◆ **THE PROBLEM**
Shift every coordinate in the answers up by 134 and write the entries out again with their requests, starting at the line that contains "Return a box for the utility pole." and stopping after the line that contains "[726,2,1270,218]".

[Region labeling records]
-- Begin --

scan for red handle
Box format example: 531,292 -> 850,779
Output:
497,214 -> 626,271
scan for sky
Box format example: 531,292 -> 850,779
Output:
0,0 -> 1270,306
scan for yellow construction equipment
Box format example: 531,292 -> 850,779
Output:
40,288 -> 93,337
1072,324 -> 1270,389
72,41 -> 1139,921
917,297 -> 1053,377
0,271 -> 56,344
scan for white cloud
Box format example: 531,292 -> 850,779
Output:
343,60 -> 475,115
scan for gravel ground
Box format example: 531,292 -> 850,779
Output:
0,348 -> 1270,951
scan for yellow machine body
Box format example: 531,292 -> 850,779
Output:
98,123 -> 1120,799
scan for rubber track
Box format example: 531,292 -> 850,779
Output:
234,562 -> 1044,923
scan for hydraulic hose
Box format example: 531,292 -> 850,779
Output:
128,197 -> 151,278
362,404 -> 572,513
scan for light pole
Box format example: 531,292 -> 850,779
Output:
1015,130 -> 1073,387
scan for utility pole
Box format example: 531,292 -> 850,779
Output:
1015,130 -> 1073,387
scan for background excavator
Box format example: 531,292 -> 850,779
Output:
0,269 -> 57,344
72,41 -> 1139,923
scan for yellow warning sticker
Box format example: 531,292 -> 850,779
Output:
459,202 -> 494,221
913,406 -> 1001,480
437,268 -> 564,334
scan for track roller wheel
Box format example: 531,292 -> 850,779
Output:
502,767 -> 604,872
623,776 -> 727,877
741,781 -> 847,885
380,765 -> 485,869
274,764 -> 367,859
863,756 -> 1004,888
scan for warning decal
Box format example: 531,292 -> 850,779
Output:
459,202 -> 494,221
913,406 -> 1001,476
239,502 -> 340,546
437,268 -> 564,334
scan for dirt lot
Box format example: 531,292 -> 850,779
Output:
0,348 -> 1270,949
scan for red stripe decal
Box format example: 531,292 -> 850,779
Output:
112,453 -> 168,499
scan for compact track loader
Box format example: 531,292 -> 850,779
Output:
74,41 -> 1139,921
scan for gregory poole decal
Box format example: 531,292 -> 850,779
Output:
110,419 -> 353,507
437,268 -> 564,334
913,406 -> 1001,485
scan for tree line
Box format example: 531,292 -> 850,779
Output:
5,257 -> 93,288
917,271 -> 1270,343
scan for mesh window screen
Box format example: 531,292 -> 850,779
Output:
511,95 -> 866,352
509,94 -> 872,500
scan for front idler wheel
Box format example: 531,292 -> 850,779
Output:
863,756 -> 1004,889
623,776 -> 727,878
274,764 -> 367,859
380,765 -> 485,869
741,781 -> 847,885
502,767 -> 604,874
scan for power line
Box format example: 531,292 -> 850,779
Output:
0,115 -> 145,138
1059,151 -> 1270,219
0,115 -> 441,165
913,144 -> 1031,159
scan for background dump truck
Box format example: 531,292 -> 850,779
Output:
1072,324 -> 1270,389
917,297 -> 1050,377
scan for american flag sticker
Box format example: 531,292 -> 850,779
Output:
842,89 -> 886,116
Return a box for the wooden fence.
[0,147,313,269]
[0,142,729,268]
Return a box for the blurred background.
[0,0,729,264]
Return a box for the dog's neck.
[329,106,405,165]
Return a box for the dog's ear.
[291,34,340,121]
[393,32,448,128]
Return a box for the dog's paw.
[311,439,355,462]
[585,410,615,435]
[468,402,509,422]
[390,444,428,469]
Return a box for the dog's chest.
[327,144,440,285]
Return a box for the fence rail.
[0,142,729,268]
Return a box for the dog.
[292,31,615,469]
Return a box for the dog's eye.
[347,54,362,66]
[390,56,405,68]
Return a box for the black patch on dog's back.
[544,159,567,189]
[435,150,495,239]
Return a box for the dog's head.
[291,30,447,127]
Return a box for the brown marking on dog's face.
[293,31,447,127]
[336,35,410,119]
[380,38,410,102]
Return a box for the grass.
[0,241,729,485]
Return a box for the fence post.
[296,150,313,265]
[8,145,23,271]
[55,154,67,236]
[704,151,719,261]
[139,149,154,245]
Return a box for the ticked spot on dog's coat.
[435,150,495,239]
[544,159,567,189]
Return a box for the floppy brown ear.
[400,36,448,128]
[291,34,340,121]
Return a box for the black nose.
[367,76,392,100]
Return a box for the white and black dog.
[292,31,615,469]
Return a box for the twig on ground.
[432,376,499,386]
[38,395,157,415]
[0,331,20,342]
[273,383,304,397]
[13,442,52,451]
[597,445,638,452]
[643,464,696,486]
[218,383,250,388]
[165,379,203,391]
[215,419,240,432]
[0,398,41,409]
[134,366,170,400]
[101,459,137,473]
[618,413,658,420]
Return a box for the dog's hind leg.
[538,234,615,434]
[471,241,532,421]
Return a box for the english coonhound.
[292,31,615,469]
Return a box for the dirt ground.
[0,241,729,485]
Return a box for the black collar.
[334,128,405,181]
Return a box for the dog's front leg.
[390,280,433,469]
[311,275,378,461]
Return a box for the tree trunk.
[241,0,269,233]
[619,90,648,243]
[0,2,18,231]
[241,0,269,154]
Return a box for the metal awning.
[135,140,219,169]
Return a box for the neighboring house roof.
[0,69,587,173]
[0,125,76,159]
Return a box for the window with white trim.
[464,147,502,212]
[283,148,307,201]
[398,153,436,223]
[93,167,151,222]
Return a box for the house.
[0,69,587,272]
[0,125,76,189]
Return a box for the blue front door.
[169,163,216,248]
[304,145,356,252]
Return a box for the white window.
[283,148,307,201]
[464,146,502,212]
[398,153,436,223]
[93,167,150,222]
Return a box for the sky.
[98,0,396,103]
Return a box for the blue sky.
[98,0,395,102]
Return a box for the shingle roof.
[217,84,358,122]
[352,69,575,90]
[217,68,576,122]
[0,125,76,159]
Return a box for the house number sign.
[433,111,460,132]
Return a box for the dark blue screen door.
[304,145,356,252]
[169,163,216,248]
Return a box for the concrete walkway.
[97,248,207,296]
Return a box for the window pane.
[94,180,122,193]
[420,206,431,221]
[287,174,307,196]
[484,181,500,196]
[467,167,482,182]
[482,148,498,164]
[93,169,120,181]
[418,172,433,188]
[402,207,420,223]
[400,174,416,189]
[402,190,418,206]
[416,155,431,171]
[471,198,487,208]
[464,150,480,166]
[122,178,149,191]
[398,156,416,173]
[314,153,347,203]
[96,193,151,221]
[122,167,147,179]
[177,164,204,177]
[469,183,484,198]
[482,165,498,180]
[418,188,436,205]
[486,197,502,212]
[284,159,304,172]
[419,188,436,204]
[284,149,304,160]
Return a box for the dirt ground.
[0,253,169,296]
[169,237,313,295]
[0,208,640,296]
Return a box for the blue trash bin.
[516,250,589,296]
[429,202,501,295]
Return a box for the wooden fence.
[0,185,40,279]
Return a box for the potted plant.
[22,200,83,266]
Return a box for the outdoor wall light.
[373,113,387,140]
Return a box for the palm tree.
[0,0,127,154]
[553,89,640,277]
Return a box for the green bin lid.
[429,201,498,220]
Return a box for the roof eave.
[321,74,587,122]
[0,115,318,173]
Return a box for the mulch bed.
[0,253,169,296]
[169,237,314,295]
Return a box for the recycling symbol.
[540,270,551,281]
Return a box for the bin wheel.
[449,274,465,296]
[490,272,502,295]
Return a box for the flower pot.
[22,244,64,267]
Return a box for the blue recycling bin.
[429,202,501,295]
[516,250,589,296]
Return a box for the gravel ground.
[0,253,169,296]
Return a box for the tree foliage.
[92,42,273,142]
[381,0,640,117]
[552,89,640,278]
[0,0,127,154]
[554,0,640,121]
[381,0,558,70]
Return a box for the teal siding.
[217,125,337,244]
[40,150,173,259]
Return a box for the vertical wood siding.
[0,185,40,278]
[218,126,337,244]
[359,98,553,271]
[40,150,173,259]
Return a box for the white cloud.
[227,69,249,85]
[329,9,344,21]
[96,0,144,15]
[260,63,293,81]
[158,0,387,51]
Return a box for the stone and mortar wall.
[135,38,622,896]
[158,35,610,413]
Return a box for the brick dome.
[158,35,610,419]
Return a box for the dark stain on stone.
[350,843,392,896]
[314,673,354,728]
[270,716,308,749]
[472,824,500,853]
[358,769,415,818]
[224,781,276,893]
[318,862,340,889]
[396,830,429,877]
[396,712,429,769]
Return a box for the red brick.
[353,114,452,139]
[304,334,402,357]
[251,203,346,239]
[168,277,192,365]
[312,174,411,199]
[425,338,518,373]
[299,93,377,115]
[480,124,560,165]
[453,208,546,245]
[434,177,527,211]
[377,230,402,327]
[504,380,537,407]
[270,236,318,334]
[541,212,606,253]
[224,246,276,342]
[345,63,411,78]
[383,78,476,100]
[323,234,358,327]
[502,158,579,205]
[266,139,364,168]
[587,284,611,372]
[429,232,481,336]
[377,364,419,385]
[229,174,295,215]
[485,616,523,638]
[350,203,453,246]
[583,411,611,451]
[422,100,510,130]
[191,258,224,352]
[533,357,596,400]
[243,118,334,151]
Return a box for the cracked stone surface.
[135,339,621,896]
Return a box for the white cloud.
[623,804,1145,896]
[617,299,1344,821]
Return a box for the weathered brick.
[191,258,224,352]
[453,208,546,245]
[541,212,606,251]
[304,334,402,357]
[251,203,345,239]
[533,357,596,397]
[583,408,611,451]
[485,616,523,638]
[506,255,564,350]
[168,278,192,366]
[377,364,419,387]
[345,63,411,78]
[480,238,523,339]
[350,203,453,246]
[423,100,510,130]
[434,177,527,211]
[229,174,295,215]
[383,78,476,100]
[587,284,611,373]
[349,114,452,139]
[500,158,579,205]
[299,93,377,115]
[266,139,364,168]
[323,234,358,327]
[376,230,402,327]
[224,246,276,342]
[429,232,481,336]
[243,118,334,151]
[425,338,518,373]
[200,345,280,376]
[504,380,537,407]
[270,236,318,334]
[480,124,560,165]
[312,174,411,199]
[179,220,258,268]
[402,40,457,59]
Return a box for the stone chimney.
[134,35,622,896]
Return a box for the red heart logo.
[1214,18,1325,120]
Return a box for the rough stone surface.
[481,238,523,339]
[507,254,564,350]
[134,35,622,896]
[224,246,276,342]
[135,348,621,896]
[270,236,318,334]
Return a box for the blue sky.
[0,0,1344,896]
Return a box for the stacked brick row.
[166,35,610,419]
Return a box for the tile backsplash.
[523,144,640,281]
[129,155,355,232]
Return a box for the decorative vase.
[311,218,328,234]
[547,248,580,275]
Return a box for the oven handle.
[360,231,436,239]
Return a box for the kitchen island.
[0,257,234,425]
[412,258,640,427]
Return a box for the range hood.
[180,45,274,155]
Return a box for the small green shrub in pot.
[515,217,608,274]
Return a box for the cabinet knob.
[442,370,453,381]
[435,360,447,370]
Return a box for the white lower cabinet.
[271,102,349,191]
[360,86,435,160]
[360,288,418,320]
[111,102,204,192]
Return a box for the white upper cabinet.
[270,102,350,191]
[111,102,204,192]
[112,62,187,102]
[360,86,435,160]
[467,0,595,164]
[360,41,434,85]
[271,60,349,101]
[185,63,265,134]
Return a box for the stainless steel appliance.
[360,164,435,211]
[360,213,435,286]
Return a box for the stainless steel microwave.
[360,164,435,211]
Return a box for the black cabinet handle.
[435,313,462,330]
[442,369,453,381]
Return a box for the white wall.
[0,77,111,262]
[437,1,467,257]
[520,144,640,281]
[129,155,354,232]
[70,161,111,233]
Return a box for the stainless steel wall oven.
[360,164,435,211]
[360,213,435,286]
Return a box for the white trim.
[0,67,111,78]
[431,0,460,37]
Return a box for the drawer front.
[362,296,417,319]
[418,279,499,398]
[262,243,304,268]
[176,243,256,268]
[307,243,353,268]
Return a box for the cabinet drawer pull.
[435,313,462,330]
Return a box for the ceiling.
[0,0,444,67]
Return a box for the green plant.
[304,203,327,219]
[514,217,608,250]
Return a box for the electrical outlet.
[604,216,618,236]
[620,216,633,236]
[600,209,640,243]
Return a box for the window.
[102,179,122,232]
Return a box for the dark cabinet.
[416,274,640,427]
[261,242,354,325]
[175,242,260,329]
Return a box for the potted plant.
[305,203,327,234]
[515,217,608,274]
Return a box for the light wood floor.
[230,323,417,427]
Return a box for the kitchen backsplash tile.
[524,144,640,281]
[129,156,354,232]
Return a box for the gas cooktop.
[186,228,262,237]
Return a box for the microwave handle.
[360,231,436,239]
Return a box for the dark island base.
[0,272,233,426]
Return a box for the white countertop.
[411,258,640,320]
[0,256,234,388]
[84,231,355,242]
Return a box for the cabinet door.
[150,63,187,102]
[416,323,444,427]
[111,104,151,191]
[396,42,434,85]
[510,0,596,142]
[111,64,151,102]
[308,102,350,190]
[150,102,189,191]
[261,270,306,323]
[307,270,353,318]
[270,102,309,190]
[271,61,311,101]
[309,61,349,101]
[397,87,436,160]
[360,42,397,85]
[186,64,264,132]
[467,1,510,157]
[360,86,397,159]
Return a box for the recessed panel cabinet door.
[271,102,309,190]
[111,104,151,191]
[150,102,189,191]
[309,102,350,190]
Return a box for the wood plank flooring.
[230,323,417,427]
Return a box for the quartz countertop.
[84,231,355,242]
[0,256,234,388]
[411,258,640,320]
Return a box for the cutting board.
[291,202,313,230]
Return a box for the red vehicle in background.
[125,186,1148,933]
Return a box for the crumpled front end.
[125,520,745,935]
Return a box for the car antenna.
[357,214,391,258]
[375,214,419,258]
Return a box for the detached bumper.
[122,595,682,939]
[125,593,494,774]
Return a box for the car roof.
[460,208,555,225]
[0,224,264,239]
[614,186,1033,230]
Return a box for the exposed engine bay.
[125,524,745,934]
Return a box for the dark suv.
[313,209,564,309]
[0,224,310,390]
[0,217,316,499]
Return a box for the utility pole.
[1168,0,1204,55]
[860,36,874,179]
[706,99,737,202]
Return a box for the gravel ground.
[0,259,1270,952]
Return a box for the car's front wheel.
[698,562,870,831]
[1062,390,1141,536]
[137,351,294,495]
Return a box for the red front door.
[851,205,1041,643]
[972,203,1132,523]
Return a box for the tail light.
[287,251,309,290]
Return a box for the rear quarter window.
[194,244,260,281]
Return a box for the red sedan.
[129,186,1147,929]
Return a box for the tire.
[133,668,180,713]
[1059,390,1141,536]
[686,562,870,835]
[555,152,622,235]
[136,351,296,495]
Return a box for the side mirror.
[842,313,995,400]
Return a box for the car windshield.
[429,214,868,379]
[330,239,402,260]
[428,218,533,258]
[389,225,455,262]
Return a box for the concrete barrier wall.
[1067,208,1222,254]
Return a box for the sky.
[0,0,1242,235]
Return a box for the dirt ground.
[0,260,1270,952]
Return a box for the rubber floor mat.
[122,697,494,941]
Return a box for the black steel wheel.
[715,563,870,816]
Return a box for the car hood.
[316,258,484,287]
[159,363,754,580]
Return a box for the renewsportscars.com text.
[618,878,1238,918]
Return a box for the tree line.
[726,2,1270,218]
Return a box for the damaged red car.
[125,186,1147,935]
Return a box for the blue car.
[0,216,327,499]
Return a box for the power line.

-- End --

◆ **EXERCISE RESULT**
Return a box for the utility pole.
[1302,134,1338,189]
[994,170,1008,313]
[840,233,871,336]
Return a box for the gravel ground.
[134,393,1404,1086]
Return a box for the car's front wheel.
[832,696,1004,965]
[1196,524,1275,670]
[271,485,428,629]
Return a box for the red front door.
[985,339,1175,777]
[1106,337,1266,657]
Return a box for the tail light.
[421,385,443,424]
Return a box for the rear quarter window.
[328,378,394,415]
Return a box for the red sedan.
[263,320,1281,1063]
Return a box for the tire.
[267,802,314,847]
[1193,524,1275,670]
[820,696,1004,969]
[689,286,756,369]
[270,485,430,629]
Return a box for the side mirror.
[976,447,1129,534]
Return a box for the car windshield.
[563,348,1002,513]
[464,373,536,394]
[562,352,667,392]
[523,359,589,396]
Return a box for the concrete barrier wall.
[1201,342,1356,388]
Return a box for the sky.
[134,134,1376,369]
Return a box for the dirt ground.
[134,394,1404,1086]
Return a box for the rubber floor mat.
[256,831,628,1075]
Return a box for the black steel wheel.
[849,697,1004,950]
Return a box for the car hood.
[450,392,618,421]
[293,497,888,714]
Return a box for the renewsportscars.com text.
[752,1012,1372,1052]
Return a box for the tree line.
[860,136,1404,352]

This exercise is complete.